PROBLEM » Reproduce the data below, swapping "thin branch" for "dead branch" and leaving every other character unchanged.

MATERIAL TO PROCESS »
"""

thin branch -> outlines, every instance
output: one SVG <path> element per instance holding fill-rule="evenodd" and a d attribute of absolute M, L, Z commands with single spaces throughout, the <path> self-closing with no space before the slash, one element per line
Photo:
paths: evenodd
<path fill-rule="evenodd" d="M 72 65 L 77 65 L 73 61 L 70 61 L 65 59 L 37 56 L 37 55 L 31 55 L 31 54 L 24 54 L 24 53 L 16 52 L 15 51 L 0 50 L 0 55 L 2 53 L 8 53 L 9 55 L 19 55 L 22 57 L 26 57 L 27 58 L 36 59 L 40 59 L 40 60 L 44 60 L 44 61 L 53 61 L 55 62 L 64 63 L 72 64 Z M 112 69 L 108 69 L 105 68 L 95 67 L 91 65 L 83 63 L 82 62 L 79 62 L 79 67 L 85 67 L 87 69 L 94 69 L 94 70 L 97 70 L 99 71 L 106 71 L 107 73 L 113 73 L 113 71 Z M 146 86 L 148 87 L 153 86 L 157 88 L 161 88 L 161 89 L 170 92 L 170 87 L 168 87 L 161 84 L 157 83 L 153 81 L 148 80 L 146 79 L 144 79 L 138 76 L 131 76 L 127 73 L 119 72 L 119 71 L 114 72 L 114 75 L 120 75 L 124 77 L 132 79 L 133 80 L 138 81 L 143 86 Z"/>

"""

FINISHED EXERCISE »
dead branch -> outlines, every instance
output: one SVG <path> element per instance holding fill-rule="evenodd" and a d attribute of absolute M, L, Z commands with single spaces throughout, the <path> self-closing with no space before the slash, one element per line
Photo:
paths: evenodd
<path fill-rule="evenodd" d="M 72 65 L 77 65 L 73 61 L 70 61 L 65 59 L 37 56 L 37 55 L 31 55 L 31 54 L 24 54 L 24 53 L 16 52 L 15 51 L 0 50 L 0 55 L 2 53 L 8 53 L 9 55 L 19 55 L 22 57 L 26 57 L 27 58 L 36 59 L 40 59 L 40 60 L 44 60 L 44 61 L 53 61 L 55 62 L 64 63 L 72 64 Z M 112 69 L 108 69 L 105 68 L 95 67 L 91 65 L 83 63 L 82 62 L 79 62 L 79 67 L 85 67 L 87 69 L 94 69 L 94 70 L 97 70 L 99 71 L 106 71 L 107 73 L 113 73 L 113 71 Z M 146 86 L 148 87 L 153 86 L 157 88 L 161 88 L 161 89 L 170 92 L 170 87 L 168 87 L 161 84 L 157 83 L 153 81 L 148 80 L 146 79 L 144 79 L 138 76 L 131 76 L 127 73 L 119 72 L 119 71 L 114 72 L 114 75 L 120 75 L 124 77 L 132 79 L 133 80 L 138 81 L 143 86 Z"/>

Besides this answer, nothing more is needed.